Extreme economic hardship poses one of the greatest health threats for all people but disproportionately afflicts women, including in the U.S., where 4 million more women than men live in poverty. The pace of progress in this area is unacceptably slow: The World Economic Forum estimates that at current rates, it will take another 217 years to close the economic gender gap.

The challenges women and girls face to their health — and the social conditions that shape it — transcend borders, and so do the efforts of our Fielding School faculty, students, staff and alumni to address these challenges. Locally and around the world, our FSPH community is taking important steps to:

• improve the quality of women’s and girls’ lives in ways that will reduce their risk of poor health;

• ensure that all health care systems meet the needs equally of women and men, even when they were not originally designed to;

• advance the social conditions for women and girls in ways that promote their health; and

• increase opportunities for women and girls across communities to lead and have a voice in policymaking and decision-making.

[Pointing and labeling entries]

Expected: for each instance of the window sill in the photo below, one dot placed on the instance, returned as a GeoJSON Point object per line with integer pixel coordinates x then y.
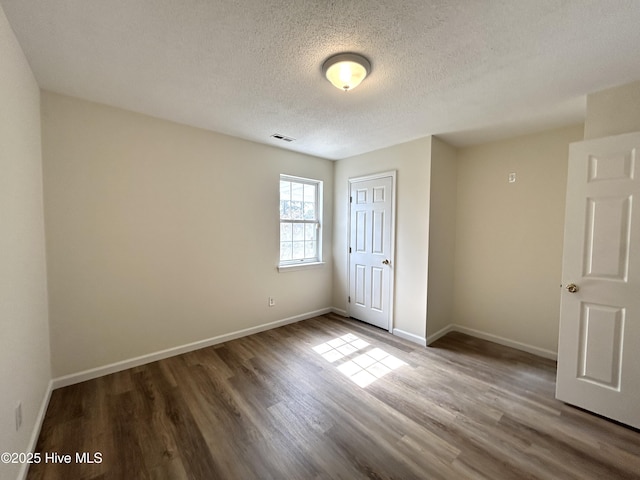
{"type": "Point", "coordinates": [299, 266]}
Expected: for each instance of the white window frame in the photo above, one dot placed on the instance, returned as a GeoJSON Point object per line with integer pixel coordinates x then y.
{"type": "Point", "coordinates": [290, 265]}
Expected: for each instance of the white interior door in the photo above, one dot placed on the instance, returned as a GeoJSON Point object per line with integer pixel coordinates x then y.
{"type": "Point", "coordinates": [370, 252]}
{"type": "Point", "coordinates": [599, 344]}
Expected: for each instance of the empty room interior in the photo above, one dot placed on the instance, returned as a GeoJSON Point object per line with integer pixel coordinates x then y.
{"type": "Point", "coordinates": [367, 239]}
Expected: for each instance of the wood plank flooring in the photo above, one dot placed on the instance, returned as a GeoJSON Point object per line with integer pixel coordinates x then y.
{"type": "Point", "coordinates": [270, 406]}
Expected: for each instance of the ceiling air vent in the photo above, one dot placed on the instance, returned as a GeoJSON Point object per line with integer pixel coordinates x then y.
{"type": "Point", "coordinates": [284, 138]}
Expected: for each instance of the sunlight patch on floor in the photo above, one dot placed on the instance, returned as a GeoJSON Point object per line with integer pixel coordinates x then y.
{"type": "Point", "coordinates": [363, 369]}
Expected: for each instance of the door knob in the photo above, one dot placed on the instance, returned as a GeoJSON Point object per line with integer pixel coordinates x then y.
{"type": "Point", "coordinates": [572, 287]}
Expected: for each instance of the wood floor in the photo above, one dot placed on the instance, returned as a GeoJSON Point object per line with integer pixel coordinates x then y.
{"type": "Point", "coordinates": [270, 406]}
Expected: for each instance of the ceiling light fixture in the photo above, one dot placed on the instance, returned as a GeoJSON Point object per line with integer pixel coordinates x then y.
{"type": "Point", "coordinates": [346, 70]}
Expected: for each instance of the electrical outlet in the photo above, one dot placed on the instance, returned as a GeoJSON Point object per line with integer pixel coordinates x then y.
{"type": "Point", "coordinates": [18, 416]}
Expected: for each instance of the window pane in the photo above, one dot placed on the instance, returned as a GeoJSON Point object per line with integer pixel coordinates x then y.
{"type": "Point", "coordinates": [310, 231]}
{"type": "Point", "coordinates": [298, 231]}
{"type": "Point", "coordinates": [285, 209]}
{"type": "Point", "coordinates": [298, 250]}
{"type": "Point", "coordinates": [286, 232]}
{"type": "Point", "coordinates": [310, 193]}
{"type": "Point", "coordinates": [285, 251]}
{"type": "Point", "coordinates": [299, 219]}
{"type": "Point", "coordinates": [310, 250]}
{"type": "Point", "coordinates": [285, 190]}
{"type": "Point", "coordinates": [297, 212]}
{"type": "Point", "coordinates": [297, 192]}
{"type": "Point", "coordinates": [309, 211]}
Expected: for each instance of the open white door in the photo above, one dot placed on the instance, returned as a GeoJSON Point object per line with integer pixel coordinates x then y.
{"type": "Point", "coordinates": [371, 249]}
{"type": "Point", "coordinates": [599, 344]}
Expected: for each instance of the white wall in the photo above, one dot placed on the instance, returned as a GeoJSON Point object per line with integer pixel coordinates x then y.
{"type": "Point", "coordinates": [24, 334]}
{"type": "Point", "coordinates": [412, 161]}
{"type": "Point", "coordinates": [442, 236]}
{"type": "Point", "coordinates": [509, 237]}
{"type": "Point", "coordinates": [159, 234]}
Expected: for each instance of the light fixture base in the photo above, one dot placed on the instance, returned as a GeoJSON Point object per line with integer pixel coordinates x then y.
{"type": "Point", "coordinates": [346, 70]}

==

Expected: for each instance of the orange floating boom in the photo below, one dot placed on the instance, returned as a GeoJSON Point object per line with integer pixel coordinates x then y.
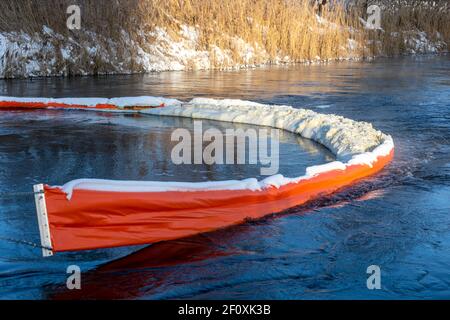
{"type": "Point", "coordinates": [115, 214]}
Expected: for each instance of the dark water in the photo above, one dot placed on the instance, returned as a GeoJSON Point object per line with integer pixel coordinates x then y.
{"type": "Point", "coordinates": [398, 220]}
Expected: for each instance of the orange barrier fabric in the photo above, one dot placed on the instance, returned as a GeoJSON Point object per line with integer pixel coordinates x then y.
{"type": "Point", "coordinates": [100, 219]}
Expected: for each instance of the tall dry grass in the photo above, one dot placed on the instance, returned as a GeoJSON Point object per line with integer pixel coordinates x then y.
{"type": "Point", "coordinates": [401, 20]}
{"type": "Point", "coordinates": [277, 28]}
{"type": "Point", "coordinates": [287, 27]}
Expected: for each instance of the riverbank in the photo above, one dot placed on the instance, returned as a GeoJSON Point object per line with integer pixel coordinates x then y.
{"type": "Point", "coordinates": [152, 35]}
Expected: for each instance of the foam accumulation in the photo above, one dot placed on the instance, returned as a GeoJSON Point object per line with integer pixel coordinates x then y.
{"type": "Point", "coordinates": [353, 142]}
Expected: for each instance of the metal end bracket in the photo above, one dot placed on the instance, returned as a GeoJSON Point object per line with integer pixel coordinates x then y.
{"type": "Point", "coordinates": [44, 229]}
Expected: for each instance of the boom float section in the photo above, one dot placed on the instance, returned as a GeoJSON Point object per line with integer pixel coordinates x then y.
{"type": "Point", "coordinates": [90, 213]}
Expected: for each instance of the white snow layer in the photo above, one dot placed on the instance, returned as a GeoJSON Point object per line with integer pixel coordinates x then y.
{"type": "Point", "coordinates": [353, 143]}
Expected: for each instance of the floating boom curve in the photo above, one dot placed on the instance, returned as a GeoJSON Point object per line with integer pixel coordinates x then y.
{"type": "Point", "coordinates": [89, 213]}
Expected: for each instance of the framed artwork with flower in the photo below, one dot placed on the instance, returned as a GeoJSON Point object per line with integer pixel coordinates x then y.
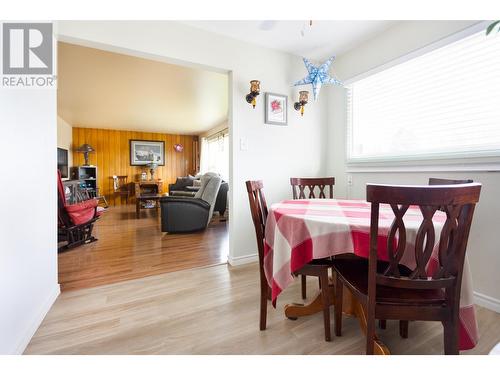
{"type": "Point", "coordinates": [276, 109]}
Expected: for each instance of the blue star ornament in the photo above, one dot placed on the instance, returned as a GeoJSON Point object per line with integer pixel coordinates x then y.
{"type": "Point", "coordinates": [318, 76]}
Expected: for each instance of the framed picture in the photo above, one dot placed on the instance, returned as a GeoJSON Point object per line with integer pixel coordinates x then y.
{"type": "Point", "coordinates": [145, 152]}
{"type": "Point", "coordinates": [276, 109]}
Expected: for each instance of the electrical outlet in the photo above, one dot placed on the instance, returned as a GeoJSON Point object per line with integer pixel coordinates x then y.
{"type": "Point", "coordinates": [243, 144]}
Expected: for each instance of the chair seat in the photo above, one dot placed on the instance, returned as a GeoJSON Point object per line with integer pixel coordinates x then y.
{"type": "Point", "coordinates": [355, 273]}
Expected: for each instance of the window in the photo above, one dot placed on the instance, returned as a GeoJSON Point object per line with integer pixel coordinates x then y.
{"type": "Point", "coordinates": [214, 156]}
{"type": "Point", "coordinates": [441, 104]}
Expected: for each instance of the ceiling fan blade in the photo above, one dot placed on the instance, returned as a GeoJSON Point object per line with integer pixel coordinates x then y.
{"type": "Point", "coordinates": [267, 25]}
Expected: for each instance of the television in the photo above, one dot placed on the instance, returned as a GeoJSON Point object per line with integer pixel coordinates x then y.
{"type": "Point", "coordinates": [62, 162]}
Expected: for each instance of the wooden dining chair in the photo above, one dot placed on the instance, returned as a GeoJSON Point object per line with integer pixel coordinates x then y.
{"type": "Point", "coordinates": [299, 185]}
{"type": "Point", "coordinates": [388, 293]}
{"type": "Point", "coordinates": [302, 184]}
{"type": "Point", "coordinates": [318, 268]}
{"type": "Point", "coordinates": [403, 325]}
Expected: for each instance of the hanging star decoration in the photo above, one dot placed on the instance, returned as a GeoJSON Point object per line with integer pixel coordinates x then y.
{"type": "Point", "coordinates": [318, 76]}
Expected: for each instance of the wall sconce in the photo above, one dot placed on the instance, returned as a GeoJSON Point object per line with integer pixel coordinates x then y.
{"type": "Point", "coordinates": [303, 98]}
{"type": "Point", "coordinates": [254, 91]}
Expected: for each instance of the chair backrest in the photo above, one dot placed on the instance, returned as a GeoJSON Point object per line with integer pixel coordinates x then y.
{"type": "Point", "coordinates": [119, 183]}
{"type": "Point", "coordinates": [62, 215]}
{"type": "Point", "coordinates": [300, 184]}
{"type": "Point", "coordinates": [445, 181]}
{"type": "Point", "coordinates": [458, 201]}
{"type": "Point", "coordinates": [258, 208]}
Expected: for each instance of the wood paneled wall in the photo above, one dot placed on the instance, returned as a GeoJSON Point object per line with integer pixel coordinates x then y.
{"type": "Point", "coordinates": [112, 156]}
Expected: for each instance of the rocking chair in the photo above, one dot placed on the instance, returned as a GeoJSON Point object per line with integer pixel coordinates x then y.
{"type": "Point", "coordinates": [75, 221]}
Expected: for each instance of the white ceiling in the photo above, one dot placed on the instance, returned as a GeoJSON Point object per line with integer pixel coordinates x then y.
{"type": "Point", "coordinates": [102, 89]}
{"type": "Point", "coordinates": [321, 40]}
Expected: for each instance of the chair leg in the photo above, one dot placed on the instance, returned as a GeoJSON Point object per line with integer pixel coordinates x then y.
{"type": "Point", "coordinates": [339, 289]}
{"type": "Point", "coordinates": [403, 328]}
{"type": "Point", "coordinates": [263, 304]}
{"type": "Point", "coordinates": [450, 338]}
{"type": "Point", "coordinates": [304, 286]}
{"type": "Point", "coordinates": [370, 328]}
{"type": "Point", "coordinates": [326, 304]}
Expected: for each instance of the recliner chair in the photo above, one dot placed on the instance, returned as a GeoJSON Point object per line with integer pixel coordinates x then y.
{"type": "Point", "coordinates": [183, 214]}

▶ _Problem 1_: List the steps that the passage on women's health says the FSPH community is taking.
▶ _Problem 2_: Rewrite the part of the passage on women's health starting at "Extreme economic hardship" and ending at "economic gender gap.", swapping "hardship" for "deprivation".
▶ _Problem 3_: Extend the passage on women's health and economic hardship with a few more sentences that pick up after its final point.

▶ _Written response 1_:
- Improve the quality of women's and girls' lives in ways that will reduce their risk of poor health.
- Ensure that all health care systems meet the needs of women and men equally, even when they were not originally designed to.
- Advance the social conditions for women and girls in ways that promote their health.
- Increase opportunities for women and girls across communities to lead and have a voice in policymaking and decision-making.

▶ _Written response 2_:
Extreme economic deprivation poses one of the greatest health threats for all people but disproportionately afflicts women, including in the U.S., where 4 million more women than men live in poverty. The pace of progress in this area is unacceptably slow: The World Economic Forum estimates that at current rates, it will take another 217 years to close the economic gender gap.

▶ _Written response 3_:
We are developing wide and deep collaborations focused on taking action to address gender-based social and economic inequalities that feed poverty and poor health for many millions of women in the U.S. and internationally. We hope that these efforts and this issue of our magazine can serve as tools for bringing together members of our wider community to work toward our common goals. When women and girls around the world enjoy unlimited opportunities to pursue healthy and fulfilling lives, everyone benefits.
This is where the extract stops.